Write each line out exactly, leaving none out.

::::::::::

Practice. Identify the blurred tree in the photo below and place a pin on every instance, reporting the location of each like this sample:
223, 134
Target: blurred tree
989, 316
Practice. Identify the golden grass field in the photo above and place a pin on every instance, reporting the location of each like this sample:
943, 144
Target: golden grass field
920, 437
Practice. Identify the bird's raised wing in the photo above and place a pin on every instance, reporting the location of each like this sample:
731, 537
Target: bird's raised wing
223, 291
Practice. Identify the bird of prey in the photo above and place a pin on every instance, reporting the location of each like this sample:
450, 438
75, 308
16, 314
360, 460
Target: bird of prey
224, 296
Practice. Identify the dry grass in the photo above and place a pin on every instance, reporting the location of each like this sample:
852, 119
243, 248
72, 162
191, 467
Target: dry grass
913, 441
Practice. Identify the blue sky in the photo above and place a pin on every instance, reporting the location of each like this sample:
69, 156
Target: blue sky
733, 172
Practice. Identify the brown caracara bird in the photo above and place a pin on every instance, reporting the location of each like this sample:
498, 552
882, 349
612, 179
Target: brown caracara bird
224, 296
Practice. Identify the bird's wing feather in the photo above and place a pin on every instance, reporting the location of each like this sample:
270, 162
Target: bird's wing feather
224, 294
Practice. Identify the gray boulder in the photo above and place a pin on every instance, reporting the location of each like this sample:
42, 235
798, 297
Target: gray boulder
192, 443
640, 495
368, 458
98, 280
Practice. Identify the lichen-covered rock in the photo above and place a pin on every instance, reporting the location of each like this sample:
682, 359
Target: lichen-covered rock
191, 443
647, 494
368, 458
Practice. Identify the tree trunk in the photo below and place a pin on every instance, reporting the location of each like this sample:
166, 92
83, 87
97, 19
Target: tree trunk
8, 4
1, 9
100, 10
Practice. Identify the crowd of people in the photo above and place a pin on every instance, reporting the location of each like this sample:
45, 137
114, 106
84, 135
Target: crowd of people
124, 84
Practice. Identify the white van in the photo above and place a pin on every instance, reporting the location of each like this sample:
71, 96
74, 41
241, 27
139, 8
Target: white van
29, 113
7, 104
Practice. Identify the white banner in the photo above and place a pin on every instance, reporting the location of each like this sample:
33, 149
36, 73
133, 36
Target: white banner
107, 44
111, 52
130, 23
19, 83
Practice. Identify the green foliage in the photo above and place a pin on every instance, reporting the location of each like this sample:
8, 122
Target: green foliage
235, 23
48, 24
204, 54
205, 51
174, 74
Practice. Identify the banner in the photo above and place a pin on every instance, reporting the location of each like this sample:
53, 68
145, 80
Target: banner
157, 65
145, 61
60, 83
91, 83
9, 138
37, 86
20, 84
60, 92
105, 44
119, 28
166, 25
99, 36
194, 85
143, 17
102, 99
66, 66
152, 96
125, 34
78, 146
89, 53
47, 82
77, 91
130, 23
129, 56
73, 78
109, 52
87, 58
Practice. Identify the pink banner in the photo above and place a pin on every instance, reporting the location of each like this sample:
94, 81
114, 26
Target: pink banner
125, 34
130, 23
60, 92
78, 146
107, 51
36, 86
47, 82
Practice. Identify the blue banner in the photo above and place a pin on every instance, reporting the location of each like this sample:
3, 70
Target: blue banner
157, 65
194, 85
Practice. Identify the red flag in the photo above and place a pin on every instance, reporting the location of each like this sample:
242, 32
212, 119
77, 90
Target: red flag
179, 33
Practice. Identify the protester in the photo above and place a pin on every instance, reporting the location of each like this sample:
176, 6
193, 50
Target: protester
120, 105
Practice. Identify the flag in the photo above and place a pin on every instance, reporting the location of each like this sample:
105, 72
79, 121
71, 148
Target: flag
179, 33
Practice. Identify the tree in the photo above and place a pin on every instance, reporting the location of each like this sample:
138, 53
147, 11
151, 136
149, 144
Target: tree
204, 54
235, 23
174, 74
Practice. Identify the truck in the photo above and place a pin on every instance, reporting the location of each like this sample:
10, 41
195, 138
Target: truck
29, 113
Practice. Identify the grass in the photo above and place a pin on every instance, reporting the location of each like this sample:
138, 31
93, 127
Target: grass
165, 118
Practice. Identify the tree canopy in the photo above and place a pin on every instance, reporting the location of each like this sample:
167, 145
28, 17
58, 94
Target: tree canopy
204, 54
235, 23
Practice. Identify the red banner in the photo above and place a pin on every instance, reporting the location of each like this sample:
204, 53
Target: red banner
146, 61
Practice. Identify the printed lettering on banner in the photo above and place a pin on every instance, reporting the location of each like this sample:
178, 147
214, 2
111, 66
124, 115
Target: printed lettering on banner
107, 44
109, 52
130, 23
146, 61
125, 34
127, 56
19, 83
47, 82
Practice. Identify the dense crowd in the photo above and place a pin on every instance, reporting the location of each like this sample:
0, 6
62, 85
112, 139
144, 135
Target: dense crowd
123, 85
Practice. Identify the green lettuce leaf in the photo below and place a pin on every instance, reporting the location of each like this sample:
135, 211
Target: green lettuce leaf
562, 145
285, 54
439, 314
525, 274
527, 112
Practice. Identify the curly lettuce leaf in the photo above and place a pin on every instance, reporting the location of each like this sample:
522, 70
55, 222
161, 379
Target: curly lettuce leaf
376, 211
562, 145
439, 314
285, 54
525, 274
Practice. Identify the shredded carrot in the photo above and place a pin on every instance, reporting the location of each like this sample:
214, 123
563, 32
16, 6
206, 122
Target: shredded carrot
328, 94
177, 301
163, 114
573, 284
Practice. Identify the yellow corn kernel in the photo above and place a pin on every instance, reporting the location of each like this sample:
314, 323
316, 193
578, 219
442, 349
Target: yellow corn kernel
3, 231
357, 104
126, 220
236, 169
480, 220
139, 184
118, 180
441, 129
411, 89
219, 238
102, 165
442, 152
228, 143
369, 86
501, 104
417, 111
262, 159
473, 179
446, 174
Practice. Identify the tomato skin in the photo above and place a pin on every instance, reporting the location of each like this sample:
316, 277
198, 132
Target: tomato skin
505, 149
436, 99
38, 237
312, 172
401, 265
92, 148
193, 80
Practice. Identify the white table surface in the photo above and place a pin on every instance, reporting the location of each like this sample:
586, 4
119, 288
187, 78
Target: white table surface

::::::::::

** Task response **
Practice. Identify the blurred tree in the photo below and place a pin on every instance, reporting the location of each like this sample:
223, 134
Target: blurred tree
989, 316
Practice. Identify the golden grass field in the photo above and place a pin on every instance, reporting the location of each like this sample:
943, 144
Target: golden grass field
920, 437
Practice. Identify the bird's raised wing in the photo above and place a pin on every instance, reporting the location of each like this sample:
731, 537
Target: bird's raised wing
223, 291
Practice. Identify the bird of prey in the photo above and place a pin on every instance, reporting the location of each like this sample:
450, 438
75, 308
16, 314
360, 460
Target: bird of prey
224, 296
Practice. Identify the dry grass in the photo above and place a pin on every instance, reporting the location of each like this sample:
852, 119
243, 248
72, 162
191, 467
Target: dry grass
913, 441
Practice. Identify the blue sky in the photo above and place a pin on every instance, reporting the location of each like this sample:
69, 156
Target: blue sky
733, 172
Practice. Identify the brown caracara bird in the photo above and place a pin on every instance, reporting the location of each like this sample:
498, 552
882, 349
612, 179
Target: brown caracara bird
224, 296
Practice. Identify the bird's wing feather in the photo above and place a pin on every instance, reporting the location of each like this sample:
270, 162
Target: bird's wing feather
224, 294
Practice. Identify the gray boulder in the photo above and place a pin on every instance, reporting the location of each like this sample:
42, 235
798, 297
Target: gray boulder
192, 443
640, 495
368, 458
98, 280
Practice. Identify the lichen-covered rock in the photo above and place a pin on every instance, reporting the location of each like this sample:
682, 359
Target: lichen-covered rock
191, 443
647, 494
368, 458
Practice. Identify the tree trunk in the photo below and place a pin on every instance, reporting the location of each like this sample:
166, 92
83, 87
97, 19
Target: tree trunk
8, 4
1, 9
100, 10
Practice. Identify the crowd of people in the photo above and place a pin on every instance, reporting the location of each like this sample:
45, 137
114, 106
84, 135
Target: crowd of people
124, 84
Practice. Identify the white van in the photo above and place a pin on every instance, reporting the location of each like this sample:
71, 96
74, 41
241, 27
139, 8
Target: white van
29, 113
7, 104
Practice. Identify the white banner in the photo above and place a pin on every instance, reporting the location of each like this sample:
33, 149
36, 73
133, 36
Target: white banner
107, 44
111, 52
130, 23
19, 83
Practice. Identify the green foliage in the photo above and place a pin on every instance, reporting the location of each like this sample:
8, 122
Target: green foliage
235, 23
48, 24
204, 54
205, 51
174, 74
Practice. Identify the banner in the photo above and place a pin on every instance, reporting the location of each like this sample:
53, 68
145, 80
Target: banner
157, 65
145, 61
60, 83
91, 83
9, 138
37, 86
20, 84
60, 92
105, 44
119, 28
166, 25
99, 36
194, 85
143, 17
102, 99
66, 66
152, 96
125, 34
78, 146
89, 53
47, 82
77, 91
130, 23
129, 56
73, 78
109, 52
87, 58
Practice. Identify the pink banner in the photo above and place a pin on every instance, reporting the location of each like this sample:
94, 81
114, 26
Target: pink banner
125, 34
130, 23
60, 92
78, 146
107, 51
36, 86
47, 82
Practice. Identify the blue banner in the photo above and place a pin on every instance, reporting the location of each like this sample:
3, 70
Target: blue banner
157, 65
194, 85
Practice. Identify the red flag in the photo above and place a pin on every instance, reporting the location of each like this sample:
242, 32
212, 119
77, 90
Target: red flag
179, 33
Practice. Identify the protester in the photo above and place a pin on every instance, reporting the location of each like this sample:
176, 6
193, 50
Target: protester
120, 105
Practice. Identify the flag in the photo above and place a pin on every instance, reporting the location of each like this sample:
105, 72
79, 121
71, 148
Target: flag
179, 33
Practice. Identify the tree in the photo above and place a pin on every instance, reporting the location of each like this sample:
138, 53
147, 11
151, 136
149, 144
Target: tree
204, 54
235, 23
174, 74
Practice. Identify the truck in the photo above and place a pin on every instance, reporting the location of each like this sample:
10, 41
195, 138
Target: truck
29, 113
Practice. Identify the grass in the photo above and place a pin on every instance, reporting the location of each like this sample:
138, 31
93, 127
Target: grass
165, 118
Practice. Identify the tree canopy in the photo above and place a pin on every instance, reporting the location of each like this sample:
167, 145
28, 17
58, 94
Target: tree canopy
204, 54
235, 23
Practice. Identify the red banner in the photo above and place a pin on every instance, reporting the location of each like this sample:
204, 53
Target: red banner
146, 61
Practice. Identify the printed lettering on banner in the photo above and place a pin on every instance, reporting the location of each like this sample:
178, 147
214, 2
111, 66
124, 115
Target: printed lettering on banner
107, 44
109, 52
130, 23
146, 61
125, 34
127, 56
19, 83
47, 82
Practice. Identify the dense crowd in the photo above and place a pin on every instance, reporting the location of each like this sample:
0, 6
62, 85
112, 139
144, 135
Target: dense crowd
123, 85
Practice. Identify the green lettuce leaf in the photo below and place a pin on every instance, reporting the location of each like this sample:
135, 211
Target: green lettuce leaf
562, 145
285, 54
439, 314
525, 274
527, 112
Practice. Identify the curly lettuce leaf in the photo above and place a pin on every instance, reporting the location of each like this sample:
522, 70
55, 222
161, 379
Target: curly lettuce leaf
376, 211
562, 145
439, 314
285, 54
525, 274
Practice. Identify the shredded carrot in the photo above and place a pin on every instance, reporting the location of each like this sample:
214, 123
563, 32
16, 6
206, 122
Target: shredded carrot
328, 94
177, 301
163, 114
573, 284
Practice. Identify the yellow corn kernel in the photo above and place a pin on every instance, reporting the location of each like this sample:
314, 323
316, 193
578, 219
442, 349
Target: yellow corn kernel
3, 231
357, 104
126, 220
236, 169
480, 220
139, 184
118, 180
441, 129
411, 89
219, 238
102, 165
442, 152
228, 143
369, 86
501, 104
417, 111
262, 159
473, 179
446, 174
Practice. Identify the tomato skin in the photo above and place a pin on every instance, reporting the location of each like this sample:
316, 277
198, 132
Target: tomato skin
505, 149
436, 99
38, 237
312, 172
401, 265
92, 148
193, 80
Practice. Identify the white table surface in the photo above and place a pin on every instance, reporting the location of each like this sample:
586, 4
119, 288
187, 78
Target: white table surface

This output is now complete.